» Work to be completed: Go through the listing and set it down exactly, leaving out its pictures.

» The input:
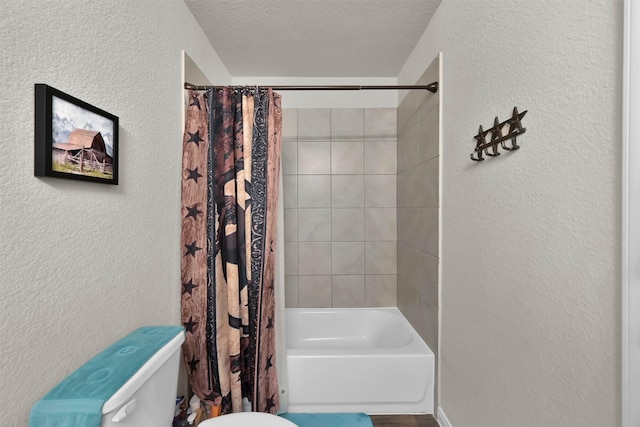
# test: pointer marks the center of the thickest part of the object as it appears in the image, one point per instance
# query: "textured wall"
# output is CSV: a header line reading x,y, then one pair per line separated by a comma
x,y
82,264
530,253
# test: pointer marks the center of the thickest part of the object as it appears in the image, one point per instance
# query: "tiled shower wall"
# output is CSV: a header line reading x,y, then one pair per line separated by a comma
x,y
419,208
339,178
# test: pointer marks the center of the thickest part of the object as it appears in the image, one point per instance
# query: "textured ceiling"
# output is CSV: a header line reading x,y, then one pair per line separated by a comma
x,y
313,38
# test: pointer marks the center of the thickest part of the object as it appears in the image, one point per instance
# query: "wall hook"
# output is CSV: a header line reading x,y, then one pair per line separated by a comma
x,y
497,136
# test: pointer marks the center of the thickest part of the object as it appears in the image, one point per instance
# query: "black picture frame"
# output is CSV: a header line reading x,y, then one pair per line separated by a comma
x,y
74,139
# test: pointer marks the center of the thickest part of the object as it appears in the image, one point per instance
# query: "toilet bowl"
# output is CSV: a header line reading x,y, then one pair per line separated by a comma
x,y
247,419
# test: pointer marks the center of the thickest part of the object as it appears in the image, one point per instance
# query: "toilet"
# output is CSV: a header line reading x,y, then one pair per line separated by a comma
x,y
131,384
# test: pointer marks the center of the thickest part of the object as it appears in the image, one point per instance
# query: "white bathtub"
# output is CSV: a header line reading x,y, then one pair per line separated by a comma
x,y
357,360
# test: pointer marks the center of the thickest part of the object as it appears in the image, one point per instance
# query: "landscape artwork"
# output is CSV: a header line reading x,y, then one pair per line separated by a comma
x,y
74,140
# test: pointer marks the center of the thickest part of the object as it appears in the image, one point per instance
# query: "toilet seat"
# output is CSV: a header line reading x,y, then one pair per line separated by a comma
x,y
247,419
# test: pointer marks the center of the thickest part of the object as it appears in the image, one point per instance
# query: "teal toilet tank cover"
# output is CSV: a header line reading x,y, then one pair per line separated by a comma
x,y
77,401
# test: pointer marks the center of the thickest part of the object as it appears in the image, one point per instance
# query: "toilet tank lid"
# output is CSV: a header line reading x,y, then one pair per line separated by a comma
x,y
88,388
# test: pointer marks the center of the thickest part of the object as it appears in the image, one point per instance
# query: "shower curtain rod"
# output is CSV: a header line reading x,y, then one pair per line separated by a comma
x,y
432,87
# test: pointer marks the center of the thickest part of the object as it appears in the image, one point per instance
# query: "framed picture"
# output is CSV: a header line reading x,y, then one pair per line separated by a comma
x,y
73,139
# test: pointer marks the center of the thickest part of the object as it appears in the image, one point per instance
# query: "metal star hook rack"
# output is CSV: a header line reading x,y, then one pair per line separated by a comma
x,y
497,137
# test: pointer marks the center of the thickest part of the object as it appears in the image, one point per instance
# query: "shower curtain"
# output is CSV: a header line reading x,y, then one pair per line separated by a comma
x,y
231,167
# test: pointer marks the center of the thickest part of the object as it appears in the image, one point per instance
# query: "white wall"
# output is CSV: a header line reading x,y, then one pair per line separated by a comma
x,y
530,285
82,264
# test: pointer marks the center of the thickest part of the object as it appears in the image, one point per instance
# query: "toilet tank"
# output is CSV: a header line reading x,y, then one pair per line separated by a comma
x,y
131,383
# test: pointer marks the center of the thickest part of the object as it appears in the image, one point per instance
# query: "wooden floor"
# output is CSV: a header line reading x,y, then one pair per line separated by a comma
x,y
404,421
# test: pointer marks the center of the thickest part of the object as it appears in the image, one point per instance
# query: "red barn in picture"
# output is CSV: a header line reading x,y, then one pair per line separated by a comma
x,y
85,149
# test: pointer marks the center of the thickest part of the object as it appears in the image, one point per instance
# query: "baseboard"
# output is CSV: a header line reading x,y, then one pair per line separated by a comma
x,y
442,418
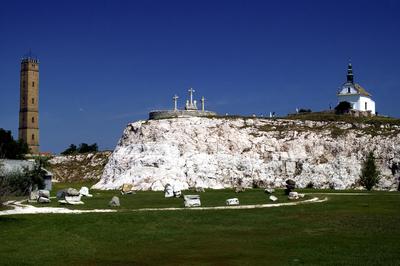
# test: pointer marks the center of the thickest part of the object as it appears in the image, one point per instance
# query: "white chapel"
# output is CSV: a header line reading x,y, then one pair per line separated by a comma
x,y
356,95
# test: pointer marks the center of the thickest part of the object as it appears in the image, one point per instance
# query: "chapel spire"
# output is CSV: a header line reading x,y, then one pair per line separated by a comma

» Solution to the exercise:
# test: pointer marks the center of the thickest part of the object as it appears in the image, one point per instance
# query: "textured wall"
# output is CSV: a header line reading x,y, then one pair per line separated by a comma
x,y
82,264
530,253
# test: pointer marks the center of the thickest part of the object as it appears in the image, one point per instance
# query: "tiled shower wall"
# output is CSV: a header line reading x,y, then one pair per line separated by a comma
x,y
419,208
339,178
# test: pointer marks the center of the thickest part of the object as it appears in the image, one point per instance
# query: "textured ceiling"
# output is CSV: a header line reading x,y, then one pair per line separated by a comma
x,y
313,38
# test: pointer marks the center of the thickest part of the object as it appears in the image, one point per instance
# query: "wall hook"
# output is CSV: a header line reading x,y, then one pair per line separated by a comma
x,y
497,136
# test: pointer marks the center of the thickest part of the object as it appears in the image, one point per instance
# query: "black picture frame"
# output is CSV: a header line reading x,y, then one pair per line separated by a comma
x,y
74,139
# test: pointer marks the center of the thickest part of the object as it appears in the image, one point per instance
# query: "toilet bowl"
# output is CSV: a header line reading x,y, then one pair per line separated by a comma
x,y
247,419
# test: pointer marks the center of the thickest part of the object as it appears in the image, one point per instance
# query: "toilet"
# output is CSV: a header line reading x,y, then one pair per line separated by a comma
x,y
131,384
# test: pointer marks the center of the thickest part of the object as it appears in the image, one point per instance
# query: "white bathtub"
# output is CSV: a header line reading x,y, then one pair per line separated by a comma
x,y
357,360
# test: pointer marks the center of the thickest part of the object as it appears in the image, one point per instance
# query: "landscape artwork"
# output is CSV: a header line reading x,y, then one pair per line separated by a comma
x,y
74,140
# test: pointer marks the center of the thickest part of the object as it appears in the image, one point per instance
# query: "toilet seat"
# output is CSV: a header line reading x,y, then one pair per line separated by a comma
x,y
247,419
# test: pointer marks the center of the thickest part of the object as it appears in the image, one point per instance
# query: "teal toilet tank cover"
# output is CSV: a header line reading x,y, then one pair per line separated by a comma
x,y
77,401
# test: pointer marks the center of the thickest part of the object as it appears in the image, one point per instance
# query: "toilet tank lid"
# output is CSV: a header line reading x,y, then one pair per line separated by a comma
x,y
88,388
# test: pointer marks the center of the thickest part of the object as it appears in the image, one point per instance
# query: "shower curtain rod"
# output is CSV: a header line reading x,y, then one pair per line separated by a comma
x,y
432,87
# test: pointer marks the center of the thickest part of the object as it appears in the image, one point per instance
# query: "framed picture"
# output is CSV: a header line reading x,y, then one pair per line separated by a comma
x,y
73,139
# test: pointer marks the center of the thickest part of the object as it appears in the image, one point per instance
# query: "metal star hook rack"
# output is CSV: a header line reading x,y, then one pair per line separated by a comma
x,y
497,137
# test: pointer marks the center of the thickest part of the object as it appears in the image, one point per instance
# query: "shower curtain"
# output is CSV: a header line reading x,y, then one pair per line separated by a comma
x,y
231,167
# test: pointer marks the center of the thickest part of the object as it appears in the image, one point per instance
# query: "white wall"
# output is CSV: a header line reading x,y, then one pair per line separated by a comma
x,y
530,285
82,264
# test: pointer marks the center of the thickest part of the object as it appears in the image, one point per instance
# query: "toilet tank"
# output is CSV: a header line reading x,y, then one pair per line separated by a comma
x,y
131,383
# test: pointer marks the center of the thickest part of the object as it appears in the image, one point per instance
# query: "wooden floor"
# output is CSV: a header line reading x,y, then one pair per line separated by a comma
x,y
404,421
# test: pointer marks the center of the thickest part of the object as it appears in the image, one point per instance
# query: "red barn in picture"
# output is CSV: a header line reading x,y, then one pair per line separated by a comma
x,y
85,149
# test: pointer marks the center of the thickest part of the object as it appears in the image, one point per instance
# query: "baseboard"
# output is CSV: a header line reading x,y, then one pair per line separated by a comma
x,y
442,418
# test: pointer marks the center of the thickest part of the object as it appears in the image, one point per instance
# query: "white chapel"
# output is CSV: a header line reading x,y, then one pair per line separated by a comma
x,y
356,95
# test: pointer marks the center of the thickest part of the object as it appears in the image, one point per instance
# query: "chapel spire"
# output is CSV: a header line reading x,y, then one pair per line separated by a comma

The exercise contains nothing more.